_Assigned task_.
Find every line in the records below that contains the word "farmhouse", and copy each such line.

# # # # # # #

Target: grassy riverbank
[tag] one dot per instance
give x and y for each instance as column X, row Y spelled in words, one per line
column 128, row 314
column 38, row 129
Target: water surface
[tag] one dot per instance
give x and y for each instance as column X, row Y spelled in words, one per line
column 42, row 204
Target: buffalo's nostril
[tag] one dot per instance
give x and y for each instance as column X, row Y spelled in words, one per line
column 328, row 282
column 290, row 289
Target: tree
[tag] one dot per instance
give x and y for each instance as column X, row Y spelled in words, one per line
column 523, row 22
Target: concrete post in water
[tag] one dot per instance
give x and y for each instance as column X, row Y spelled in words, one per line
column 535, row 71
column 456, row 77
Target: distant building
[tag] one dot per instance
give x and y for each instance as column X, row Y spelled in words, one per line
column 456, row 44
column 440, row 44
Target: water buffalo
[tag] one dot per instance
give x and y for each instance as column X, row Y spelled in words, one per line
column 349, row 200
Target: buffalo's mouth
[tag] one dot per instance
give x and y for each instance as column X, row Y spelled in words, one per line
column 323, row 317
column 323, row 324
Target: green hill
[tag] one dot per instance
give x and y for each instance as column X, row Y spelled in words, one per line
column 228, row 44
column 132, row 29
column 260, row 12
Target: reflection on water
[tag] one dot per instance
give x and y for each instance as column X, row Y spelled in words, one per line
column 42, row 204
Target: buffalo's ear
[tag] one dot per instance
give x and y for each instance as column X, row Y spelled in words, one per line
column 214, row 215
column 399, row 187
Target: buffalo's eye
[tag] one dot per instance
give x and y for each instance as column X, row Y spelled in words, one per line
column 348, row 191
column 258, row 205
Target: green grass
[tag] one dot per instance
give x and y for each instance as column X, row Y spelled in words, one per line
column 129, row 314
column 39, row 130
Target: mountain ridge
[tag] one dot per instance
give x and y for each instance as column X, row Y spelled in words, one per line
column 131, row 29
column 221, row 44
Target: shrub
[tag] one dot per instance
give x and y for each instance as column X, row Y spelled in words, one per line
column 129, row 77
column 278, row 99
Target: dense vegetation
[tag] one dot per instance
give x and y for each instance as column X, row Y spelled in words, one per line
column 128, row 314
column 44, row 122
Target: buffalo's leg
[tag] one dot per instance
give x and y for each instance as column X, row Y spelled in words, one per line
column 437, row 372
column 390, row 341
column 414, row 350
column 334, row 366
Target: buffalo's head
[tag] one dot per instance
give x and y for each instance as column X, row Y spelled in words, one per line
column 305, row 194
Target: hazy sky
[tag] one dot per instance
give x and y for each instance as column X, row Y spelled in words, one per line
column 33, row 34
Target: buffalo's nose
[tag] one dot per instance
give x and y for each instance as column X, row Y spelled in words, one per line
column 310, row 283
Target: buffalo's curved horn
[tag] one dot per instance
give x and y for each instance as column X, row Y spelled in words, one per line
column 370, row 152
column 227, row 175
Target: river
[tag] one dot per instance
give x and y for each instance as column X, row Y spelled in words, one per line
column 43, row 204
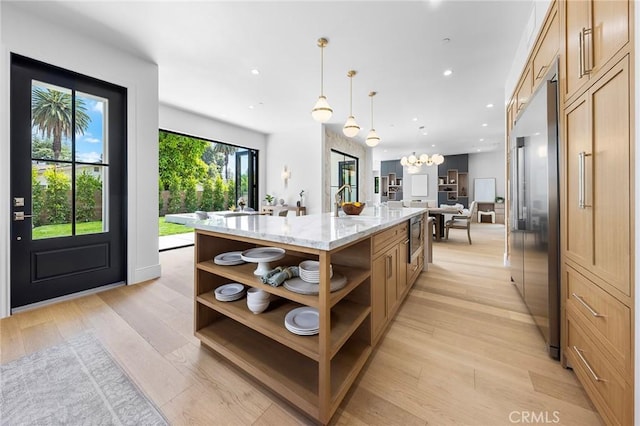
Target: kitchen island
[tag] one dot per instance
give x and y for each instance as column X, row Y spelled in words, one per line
column 313, row 372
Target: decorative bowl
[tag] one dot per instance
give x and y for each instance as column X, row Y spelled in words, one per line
column 353, row 209
column 257, row 306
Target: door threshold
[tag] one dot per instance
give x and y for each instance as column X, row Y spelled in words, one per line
column 66, row 297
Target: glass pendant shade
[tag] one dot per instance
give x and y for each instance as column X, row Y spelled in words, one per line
column 351, row 128
column 372, row 138
column 413, row 169
column 321, row 112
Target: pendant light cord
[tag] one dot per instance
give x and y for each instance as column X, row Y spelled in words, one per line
column 322, row 70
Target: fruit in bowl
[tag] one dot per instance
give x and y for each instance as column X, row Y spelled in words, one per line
column 353, row 209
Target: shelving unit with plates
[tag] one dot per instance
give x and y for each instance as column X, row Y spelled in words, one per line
column 315, row 372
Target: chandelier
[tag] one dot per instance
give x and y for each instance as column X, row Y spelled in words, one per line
column 414, row 163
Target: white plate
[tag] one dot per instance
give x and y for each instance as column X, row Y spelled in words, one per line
column 229, row 290
column 262, row 254
column 230, row 298
column 229, row 258
column 298, row 285
column 303, row 319
column 302, row 333
column 310, row 266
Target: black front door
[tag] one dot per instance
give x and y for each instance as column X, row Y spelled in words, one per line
column 68, row 182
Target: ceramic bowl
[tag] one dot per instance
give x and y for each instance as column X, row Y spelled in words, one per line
column 256, row 295
column 257, row 306
column 353, row 209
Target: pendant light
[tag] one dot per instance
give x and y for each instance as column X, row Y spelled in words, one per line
column 321, row 112
column 372, row 138
column 351, row 128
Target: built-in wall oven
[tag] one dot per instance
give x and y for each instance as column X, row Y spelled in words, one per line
column 415, row 229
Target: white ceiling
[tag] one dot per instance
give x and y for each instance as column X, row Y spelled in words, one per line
column 205, row 51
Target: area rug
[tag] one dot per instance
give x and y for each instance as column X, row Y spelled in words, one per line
column 73, row 383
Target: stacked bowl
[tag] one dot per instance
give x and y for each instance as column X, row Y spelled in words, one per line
column 257, row 300
column 309, row 271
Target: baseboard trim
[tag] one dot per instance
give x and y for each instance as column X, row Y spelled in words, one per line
column 67, row 297
column 145, row 274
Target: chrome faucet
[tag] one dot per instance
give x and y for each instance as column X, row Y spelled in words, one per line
column 339, row 197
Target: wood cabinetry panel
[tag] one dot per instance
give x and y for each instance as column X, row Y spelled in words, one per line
column 607, row 318
column 578, row 231
column 548, row 48
column 576, row 18
column 608, row 390
column 610, row 26
column 598, row 235
column 612, row 177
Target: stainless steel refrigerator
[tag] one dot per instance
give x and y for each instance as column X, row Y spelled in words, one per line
column 535, row 213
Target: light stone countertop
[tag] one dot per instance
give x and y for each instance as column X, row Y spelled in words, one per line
column 319, row 231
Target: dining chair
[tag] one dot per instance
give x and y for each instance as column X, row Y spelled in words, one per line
column 461, row 221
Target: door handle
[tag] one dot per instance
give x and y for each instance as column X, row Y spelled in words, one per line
column 584, row 70
column 20, row 216
column 581, row 180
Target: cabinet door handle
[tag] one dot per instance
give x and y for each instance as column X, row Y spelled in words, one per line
column 586, row 53
column 586, row 364
column 542, row 68
column 581, row 179
column 586, row 305
column 580, row 54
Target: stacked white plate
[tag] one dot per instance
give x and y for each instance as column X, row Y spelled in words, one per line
column 309, row 271
column 303, row 321
column 229, row 258
column 300, row 286
column 229, row 292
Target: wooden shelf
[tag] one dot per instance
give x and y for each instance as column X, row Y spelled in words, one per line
column 286, row 372
column 244, row 274
column 313, row 372
column 346, row 317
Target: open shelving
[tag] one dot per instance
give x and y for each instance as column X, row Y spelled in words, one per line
column 312, row 372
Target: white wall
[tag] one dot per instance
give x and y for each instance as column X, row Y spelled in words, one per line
column 300, row 150
column 637, row 222
column 37, row 39
column 178, row 120
column 432, row 185
column 487, row 165
column 529, row 34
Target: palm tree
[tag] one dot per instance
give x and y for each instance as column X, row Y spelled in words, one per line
column 52, row 115
column 226, row 150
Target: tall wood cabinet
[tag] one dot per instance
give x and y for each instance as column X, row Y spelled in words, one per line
column 595, row 32
column 597, row 194
column 597, row 244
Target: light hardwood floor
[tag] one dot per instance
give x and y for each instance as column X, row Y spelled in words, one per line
column 462, row 350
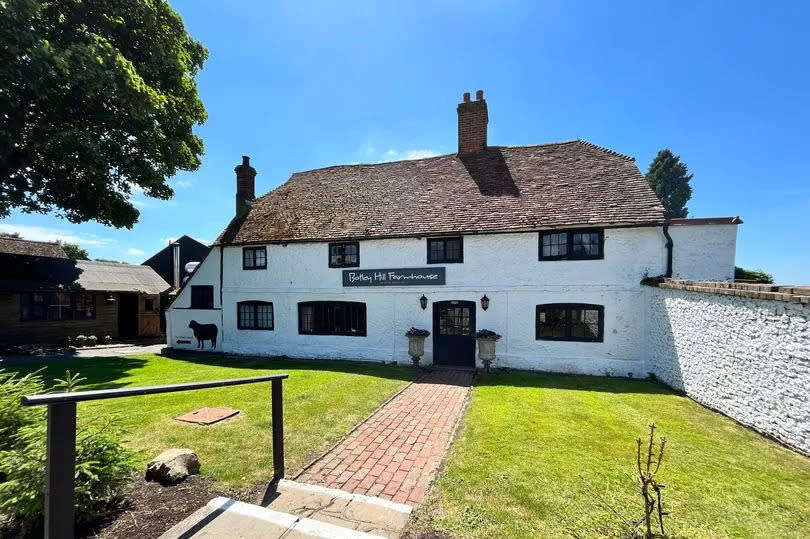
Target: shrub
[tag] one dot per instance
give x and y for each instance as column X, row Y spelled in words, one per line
column 103, row 466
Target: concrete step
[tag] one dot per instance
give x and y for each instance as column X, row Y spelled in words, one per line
column 296, row 510
column 353, row 511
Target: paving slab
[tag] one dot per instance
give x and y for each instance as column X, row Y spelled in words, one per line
column 224, row 518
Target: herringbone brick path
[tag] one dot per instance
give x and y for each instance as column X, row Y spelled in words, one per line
column 395, row 454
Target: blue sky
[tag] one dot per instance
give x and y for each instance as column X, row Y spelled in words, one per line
column 300, row 85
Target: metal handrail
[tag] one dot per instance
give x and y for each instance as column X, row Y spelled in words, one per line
column 60, row 460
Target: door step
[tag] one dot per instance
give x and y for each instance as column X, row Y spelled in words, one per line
column 296, row 510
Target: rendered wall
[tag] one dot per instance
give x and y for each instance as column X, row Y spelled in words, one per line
column 747, row 358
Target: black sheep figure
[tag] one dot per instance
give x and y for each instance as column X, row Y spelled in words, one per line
column 204, row 332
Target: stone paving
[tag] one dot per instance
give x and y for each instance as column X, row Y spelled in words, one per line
column 396, row 453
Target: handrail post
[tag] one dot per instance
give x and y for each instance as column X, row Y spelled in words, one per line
column 277, row 420
column 60, row 467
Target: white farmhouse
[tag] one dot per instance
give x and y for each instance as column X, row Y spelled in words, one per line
column 546, row 245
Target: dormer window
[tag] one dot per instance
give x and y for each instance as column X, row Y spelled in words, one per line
column 254, row 257
column 345, row 254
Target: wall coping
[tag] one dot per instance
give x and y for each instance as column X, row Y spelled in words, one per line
column 787, row 293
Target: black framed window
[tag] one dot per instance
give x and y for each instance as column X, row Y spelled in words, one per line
column 578, row 244
column 254, row 315
column 445, row 250
column 202, row 297
column 57, row 306
column 254, row 258
column 582, row 322
column 344, row 255
column 332, row 318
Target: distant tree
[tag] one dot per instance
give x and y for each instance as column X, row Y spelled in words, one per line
column 75, row 252
column 753, row 275
column 669, row 178
column 97, row 99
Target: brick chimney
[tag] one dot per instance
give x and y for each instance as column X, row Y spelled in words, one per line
column 472, row 123
column 245, row 186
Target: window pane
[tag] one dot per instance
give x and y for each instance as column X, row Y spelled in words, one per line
column 585, row 323
column 245, row 315
column 307, row 316
column 551, row 323
column 264, row 316
column 555, row 244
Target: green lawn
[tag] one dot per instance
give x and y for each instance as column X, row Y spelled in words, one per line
column 322, row 401
column 514, row 471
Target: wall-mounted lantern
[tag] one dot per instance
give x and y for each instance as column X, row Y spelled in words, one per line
column 484, row 302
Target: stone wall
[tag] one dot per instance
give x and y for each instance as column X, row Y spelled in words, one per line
column 746, row 357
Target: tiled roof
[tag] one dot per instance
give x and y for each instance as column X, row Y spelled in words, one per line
column 114, row 277
column 15, row 246
column 499, row 189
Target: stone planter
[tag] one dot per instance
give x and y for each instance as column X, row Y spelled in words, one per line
column 416, row 348
column 486, row 352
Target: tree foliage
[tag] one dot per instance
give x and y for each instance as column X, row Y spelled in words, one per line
column 75, row 252
column 757, row 275
column 97, row 99
column 669, row 178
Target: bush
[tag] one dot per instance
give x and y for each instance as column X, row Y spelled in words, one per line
column 103, row 466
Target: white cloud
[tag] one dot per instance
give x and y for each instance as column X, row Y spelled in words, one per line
column 42, row 233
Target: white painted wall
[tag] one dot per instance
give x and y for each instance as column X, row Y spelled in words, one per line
column 747, row 358
column 504, row 266
column 704, row 251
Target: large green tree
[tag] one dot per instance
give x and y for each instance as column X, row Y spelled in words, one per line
column 97, row 99
column 669, row 178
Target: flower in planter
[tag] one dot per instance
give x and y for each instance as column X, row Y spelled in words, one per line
column 415, row 332
column 487, row 334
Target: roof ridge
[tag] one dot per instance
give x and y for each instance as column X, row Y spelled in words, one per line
column 607, row 150
column 57, row 242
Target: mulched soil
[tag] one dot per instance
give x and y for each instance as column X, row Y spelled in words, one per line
column 149, row 509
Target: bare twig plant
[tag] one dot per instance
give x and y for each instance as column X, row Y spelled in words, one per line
column 651, row 523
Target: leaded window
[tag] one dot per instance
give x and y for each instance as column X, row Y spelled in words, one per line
column 570, row 322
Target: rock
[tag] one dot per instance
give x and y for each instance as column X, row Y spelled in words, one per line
column 172, row 466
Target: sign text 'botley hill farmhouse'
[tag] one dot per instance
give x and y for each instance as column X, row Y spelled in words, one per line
column 339, row 262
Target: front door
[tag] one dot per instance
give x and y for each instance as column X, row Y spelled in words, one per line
column 454, row 333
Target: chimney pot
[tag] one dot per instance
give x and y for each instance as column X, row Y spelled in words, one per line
column 472, row 124
column 245, row 186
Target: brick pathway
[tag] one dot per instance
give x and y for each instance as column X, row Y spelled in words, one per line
column 396, row 452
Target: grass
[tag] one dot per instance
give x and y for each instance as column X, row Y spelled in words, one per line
column 515, row 469
column 322, row 401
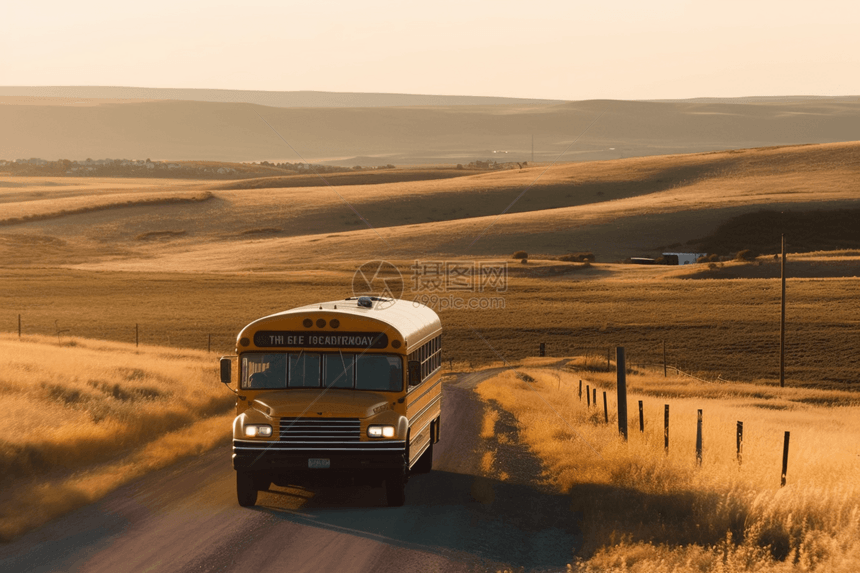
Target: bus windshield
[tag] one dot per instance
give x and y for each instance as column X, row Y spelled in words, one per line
column 283, row 370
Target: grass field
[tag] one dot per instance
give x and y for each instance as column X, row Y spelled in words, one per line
column 85, row 416
column 647, row 511
column 88, row 259
column 728, row 328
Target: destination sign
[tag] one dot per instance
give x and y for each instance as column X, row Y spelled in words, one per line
column 304, row 339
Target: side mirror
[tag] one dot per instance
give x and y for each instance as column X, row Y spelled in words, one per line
column 414, row 372
column 226, row 370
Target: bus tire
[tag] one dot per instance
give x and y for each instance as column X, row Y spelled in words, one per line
column 262, row 481
column 395, row 489
column 425, row 462
column 246, row 493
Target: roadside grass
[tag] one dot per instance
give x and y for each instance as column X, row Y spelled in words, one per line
column 701, row 321
column 82, row 417
column 647, row 511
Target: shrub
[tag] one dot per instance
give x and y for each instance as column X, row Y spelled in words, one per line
column 745, row 255
column 577, row 257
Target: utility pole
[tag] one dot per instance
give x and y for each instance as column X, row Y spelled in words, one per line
column 782, row 321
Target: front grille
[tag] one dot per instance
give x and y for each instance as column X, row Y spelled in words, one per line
column 320, row 431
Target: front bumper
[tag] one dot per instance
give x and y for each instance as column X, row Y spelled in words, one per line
column 347, row 457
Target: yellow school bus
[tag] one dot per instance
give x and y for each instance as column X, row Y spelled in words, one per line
column 348, row 388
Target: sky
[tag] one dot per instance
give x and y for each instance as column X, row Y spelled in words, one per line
column 536, row 49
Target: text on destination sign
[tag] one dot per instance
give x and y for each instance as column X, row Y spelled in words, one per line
column 299, row 339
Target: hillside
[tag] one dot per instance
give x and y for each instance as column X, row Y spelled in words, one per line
column 63, row 128
column 616, row 209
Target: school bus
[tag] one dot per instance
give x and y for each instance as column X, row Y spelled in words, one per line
column 348, row 388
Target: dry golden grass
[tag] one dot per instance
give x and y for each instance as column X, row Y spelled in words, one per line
column 615, row 208
column 645, row 511
column 86, row 416
column 728, row 328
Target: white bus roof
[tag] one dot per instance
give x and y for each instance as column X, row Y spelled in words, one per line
column 414, row 321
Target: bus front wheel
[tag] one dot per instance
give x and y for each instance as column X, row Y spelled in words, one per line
column 246, row 492
column 395, row 489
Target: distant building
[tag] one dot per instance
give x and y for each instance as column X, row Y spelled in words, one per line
column 682, row 258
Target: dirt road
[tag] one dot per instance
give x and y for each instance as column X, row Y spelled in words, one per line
column 186, row 518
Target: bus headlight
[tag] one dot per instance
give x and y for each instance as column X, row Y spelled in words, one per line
column 258, row 430
column 380, row 431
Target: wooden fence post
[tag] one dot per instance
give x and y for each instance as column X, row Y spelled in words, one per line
column 621, row 376
column 666, row 427
column 784, row 459
column 664, row 359
column 699, row 438
column 740, row 442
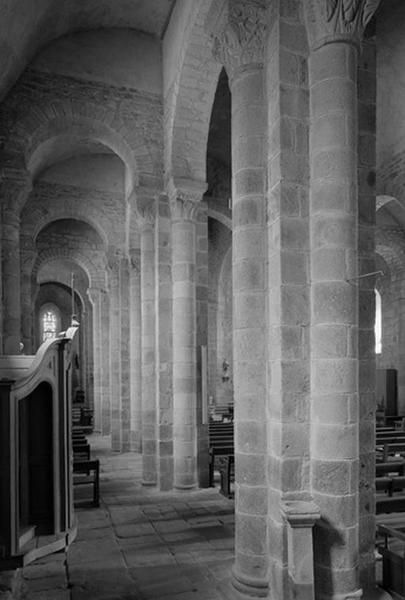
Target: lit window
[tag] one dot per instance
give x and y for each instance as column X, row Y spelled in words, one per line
column 50, row 322
column 378, row 323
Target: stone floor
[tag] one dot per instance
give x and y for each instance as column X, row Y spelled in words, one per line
column 140, row 544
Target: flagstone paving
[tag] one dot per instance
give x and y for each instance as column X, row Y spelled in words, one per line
column 140, row 544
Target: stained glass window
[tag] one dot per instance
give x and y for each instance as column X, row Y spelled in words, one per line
column 50, row 322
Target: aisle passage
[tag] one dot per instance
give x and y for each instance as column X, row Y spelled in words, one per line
column 140, row 544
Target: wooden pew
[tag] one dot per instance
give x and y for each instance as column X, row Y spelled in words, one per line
column 393, row 557
column 81, row 450
column 391, row 466
column 87, row 472
column 221, row 449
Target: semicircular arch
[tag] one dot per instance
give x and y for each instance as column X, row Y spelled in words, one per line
column 96, row 273
column 192, row 95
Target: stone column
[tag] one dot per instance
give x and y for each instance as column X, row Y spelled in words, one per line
column 95, row 299
column 238, row 45
column 135, row 351
column 115, row 347
column 146, row 209
column 15, row 188
column 164, row 392
column 334, row 32
column 401, row 355
column 105, row 363
column 125, row 415
column 301, row 517
column 366, row 262
column 184, row 197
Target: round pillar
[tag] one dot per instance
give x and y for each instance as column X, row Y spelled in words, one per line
column 136, row 352
column 334, row 314
column 333, row 65
column 146, row 216
column 239, row 45
column 184, row 198
column 11, row 280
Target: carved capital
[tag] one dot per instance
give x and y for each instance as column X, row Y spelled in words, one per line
column 239, row 34
column 185, row 196
column 337, row 20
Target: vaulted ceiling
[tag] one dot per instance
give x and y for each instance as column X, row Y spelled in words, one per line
column 26, row 26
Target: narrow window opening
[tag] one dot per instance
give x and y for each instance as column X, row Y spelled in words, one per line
column 378, row 323
column 49, row 322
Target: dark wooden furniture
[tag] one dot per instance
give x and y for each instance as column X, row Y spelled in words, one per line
column 393, row 557
column 221, row 450
column 36, row 495
column 87, row 472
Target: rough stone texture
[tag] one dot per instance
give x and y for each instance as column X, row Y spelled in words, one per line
column 288, row 276
column 90, row 137
column 249, row 283
column 366, row 351
column 334, row 439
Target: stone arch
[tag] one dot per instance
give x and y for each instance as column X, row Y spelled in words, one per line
column 391, row 177
column 48, row 127
column 55, row 214
column 95, row 273
column 190, row 100
column 60, row 135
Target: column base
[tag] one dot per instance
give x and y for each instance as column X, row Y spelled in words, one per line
column 376, row 593
column 149, row 483
column 185, row 487
column 240, row 587
column 228, row 591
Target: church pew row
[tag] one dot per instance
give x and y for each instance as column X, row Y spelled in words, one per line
column 393, row 557
column 221, row 455
column 87, row 472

# # # # # # #

_Exercise solution_.
Target: white farmhouse
Target: sign text 'botley hill farmhouse'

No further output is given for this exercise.